Your instructions. Only the lines from the one that contains "sample | (1206,819)" to the end of the material below are wanted, each duplicated exactly.

══════════════════════════════

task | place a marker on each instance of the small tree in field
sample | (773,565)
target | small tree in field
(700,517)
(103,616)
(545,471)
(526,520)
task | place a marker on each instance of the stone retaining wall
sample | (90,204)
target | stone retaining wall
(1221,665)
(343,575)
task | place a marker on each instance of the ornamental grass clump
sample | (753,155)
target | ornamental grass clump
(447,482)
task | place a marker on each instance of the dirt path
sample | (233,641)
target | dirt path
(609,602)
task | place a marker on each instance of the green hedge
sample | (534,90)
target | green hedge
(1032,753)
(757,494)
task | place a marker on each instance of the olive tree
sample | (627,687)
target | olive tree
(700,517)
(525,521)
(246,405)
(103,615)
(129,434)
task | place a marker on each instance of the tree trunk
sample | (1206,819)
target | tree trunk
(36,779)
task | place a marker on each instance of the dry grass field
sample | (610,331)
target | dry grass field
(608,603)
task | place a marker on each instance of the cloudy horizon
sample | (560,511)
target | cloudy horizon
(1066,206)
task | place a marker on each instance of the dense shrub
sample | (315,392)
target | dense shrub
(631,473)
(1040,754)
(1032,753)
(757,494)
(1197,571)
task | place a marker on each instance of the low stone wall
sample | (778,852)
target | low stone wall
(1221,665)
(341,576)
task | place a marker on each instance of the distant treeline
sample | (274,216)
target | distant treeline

══════════════════════════════

Response area.
sample | (1206,819)
target | tree trunk
(36,779)
task | place a marker on each instance of the dry grass field
sample | (610,331)
target | dry grass field
(608,603)
task | place a marker on each instance of the cloudy horizon
sample | (560,511)
target | cloudy horizon
(1066,206)
task | place a marker on each instance of the dense shrub
sample | (315,392)
target | dense shrub
(631,473)
(1040,754)
(1032,753)
(757,494)
(1197,571)
task | place a marker on each instance of the low stone wall
sample | (778,852)
target | low stone wall
(1221,665)
(341,576)
task | place a marker on each instance of the distant treeline
sample | (274,216)
target | distant treeline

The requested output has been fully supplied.